Saved entries:
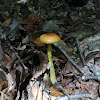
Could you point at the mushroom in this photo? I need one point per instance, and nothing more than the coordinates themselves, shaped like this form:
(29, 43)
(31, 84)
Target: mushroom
(49, 39)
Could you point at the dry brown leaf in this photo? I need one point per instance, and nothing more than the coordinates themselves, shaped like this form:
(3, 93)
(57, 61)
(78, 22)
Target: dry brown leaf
(37, 42)
(56, 93)
(6, 58)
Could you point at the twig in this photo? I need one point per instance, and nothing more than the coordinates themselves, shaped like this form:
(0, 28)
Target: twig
(80, 52)
(85, 78)
(64, 49)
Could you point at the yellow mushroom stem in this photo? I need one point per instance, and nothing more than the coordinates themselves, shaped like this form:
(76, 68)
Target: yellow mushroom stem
(52, 70)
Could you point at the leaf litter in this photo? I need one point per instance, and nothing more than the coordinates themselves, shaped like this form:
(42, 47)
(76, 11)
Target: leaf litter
(24, 69)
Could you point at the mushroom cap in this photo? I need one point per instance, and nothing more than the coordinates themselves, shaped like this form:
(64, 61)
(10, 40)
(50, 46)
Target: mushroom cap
(49, 38)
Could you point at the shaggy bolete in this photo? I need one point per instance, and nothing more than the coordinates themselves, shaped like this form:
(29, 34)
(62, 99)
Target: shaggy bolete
(49, 39)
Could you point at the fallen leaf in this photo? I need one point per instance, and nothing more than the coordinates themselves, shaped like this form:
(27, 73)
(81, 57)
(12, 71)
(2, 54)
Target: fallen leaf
(56, 93)
(6, 58)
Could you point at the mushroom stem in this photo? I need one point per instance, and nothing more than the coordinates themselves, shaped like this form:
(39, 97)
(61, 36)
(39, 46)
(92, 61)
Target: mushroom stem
(52, 70)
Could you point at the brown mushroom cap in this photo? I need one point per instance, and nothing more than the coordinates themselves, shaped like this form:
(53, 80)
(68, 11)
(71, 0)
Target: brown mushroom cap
(49, 38)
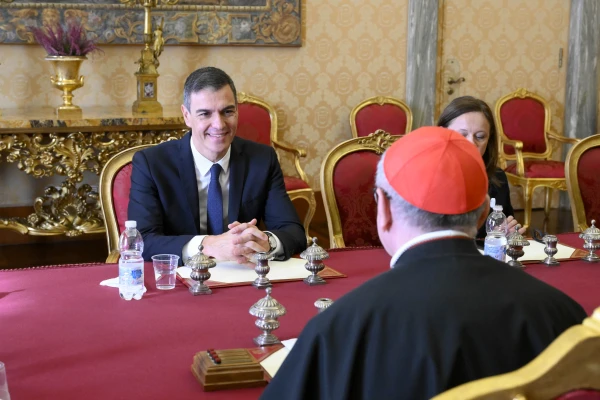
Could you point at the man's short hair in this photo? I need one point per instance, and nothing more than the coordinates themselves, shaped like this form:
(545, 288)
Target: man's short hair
(427, 221)
(206, 78)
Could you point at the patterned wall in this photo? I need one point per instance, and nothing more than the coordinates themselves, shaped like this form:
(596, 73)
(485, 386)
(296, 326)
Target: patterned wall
(353, 49)
(501, 45)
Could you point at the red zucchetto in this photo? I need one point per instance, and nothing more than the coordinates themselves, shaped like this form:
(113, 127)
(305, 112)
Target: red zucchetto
(437, 170)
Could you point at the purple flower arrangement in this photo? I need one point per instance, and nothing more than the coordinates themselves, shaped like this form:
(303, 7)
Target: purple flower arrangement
(67, 39)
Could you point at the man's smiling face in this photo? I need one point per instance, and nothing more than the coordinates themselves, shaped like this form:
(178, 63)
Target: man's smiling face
(213, 118)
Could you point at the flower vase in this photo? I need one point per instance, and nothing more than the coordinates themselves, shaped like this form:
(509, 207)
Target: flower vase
(66, 78)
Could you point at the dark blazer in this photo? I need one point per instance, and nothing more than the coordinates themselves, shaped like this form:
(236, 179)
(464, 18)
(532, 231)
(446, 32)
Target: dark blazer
(443, 316)
(502, 195)
(164, 195)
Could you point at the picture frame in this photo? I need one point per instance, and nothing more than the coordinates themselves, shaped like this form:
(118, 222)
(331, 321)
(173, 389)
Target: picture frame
(189, 22)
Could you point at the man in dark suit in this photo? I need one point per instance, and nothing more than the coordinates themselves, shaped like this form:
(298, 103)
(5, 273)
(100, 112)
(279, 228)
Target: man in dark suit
(210, 187)
(444, 314)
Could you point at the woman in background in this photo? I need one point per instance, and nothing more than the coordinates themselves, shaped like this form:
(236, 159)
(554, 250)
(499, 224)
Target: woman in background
(473, 119)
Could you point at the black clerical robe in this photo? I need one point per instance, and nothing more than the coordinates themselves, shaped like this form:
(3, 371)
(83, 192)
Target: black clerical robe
(443, 316)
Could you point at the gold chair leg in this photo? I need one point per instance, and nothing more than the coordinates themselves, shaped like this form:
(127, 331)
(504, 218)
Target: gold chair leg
(312, 207)
(309, 197)
(528, 194)
(548, 201)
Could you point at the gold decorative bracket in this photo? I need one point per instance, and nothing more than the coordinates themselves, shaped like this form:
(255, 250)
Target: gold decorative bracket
(69, 209)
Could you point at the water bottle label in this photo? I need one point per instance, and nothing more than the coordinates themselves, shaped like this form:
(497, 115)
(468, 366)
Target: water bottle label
(130, 275)
(497, 252)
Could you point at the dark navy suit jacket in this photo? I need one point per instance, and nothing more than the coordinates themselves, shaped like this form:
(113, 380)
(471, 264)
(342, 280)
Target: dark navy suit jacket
(164, 195)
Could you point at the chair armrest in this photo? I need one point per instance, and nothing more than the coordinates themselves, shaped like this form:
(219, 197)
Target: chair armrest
(297, 152)
(562, 139)
(518, 146)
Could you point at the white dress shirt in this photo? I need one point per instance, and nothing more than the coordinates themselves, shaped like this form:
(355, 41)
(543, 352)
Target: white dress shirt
(425, 238)
(202, 166)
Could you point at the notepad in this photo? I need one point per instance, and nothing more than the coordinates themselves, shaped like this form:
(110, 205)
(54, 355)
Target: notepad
(232, 273)
(272, 363)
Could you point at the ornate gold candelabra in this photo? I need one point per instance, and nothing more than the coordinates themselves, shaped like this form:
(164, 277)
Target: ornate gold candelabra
(147, 73)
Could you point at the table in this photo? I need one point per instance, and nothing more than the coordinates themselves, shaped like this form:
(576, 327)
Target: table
(64, 336)
(42, 145)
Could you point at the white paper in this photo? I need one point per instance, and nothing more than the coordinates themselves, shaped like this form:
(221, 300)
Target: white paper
(272, 363)
(232, 272)
(113, 282)
(289, 344)
(535, 252)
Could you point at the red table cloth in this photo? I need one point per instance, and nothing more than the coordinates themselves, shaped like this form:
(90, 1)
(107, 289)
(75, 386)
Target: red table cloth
(64, 336)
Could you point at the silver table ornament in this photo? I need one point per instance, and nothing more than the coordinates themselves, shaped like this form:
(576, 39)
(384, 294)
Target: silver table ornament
(551, 242)
(516, 242)
(267, 311)
(592, 242)
(314, 255)
(262, 269)
(200, 264)
(323, 303)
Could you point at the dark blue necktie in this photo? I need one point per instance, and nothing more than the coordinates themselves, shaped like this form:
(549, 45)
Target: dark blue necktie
(215, 202)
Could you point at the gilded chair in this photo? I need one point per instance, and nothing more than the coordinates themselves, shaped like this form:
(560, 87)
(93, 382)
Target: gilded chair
(568, 369)
(347, 182)
(380, 112)
(257, 121)
(526, 140)
(582, 169)
(115, 183)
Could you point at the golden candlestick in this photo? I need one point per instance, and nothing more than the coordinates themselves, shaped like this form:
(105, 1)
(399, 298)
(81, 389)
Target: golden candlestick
(147, 73)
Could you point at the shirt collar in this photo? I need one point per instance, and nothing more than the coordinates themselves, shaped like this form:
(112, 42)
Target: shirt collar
(203, 164)
(425, 238)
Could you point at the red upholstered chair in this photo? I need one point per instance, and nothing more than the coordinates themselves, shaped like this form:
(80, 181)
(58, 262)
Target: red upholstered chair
(524, 126)
(257, 121)
(386, 113)
(569, 369)
(347, 182)
(115, 183)
(582, 169)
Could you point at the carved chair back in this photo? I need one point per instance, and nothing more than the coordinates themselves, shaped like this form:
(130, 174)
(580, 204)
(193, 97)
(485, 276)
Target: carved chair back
(524, 116)
(347, 182)
(257, 121)
(385, 113)
(115, 184)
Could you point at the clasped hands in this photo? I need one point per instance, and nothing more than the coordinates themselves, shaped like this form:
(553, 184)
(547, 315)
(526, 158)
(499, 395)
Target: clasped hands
(238, 243)
(512, 224)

TASK DETAILS: Copy out the lines above exactly, beginning at the one that contains "Target: gilded chair" and ending at the one that contains "Could you point at the carved".

RESPONSE TO THIS TASK:
Target: gilded chair
(568, 369)
(347, 182)
(380, 112)
(257, 121)
(526, 140)
(582, 169)
(115, 183)
Could you point at the golden candlestick in this photo? I need one point per instance, and nothing more than the coordinates themselves, shaped like this form:
(105, 1)
(399, 298)
(81, 389)
Target: golden candlestick
(147, 73)
Could you point at the shirt collar in this photo? I need one point per instance, and nothing more than the coordinates themselves, shaped like this form:
(112, 42)
Target: shirt collar
(203, 164)
(425, 238)
Could you point at the red upholstered chair in this photo? I need one point per instance, and nothing more than the coordinates themselves, shaped like this form:
(80, 181)
(58, 262)
Target: red upholstered chair
(524, 126)
(257, 121)
(386, 113)
(569, 369)
(347, 182)
(115, 183)
(582, 169)
Could you point at the carved chair back in this photo? I need one point per instance, and nothing more than the coordinates themselves, shaped like this form:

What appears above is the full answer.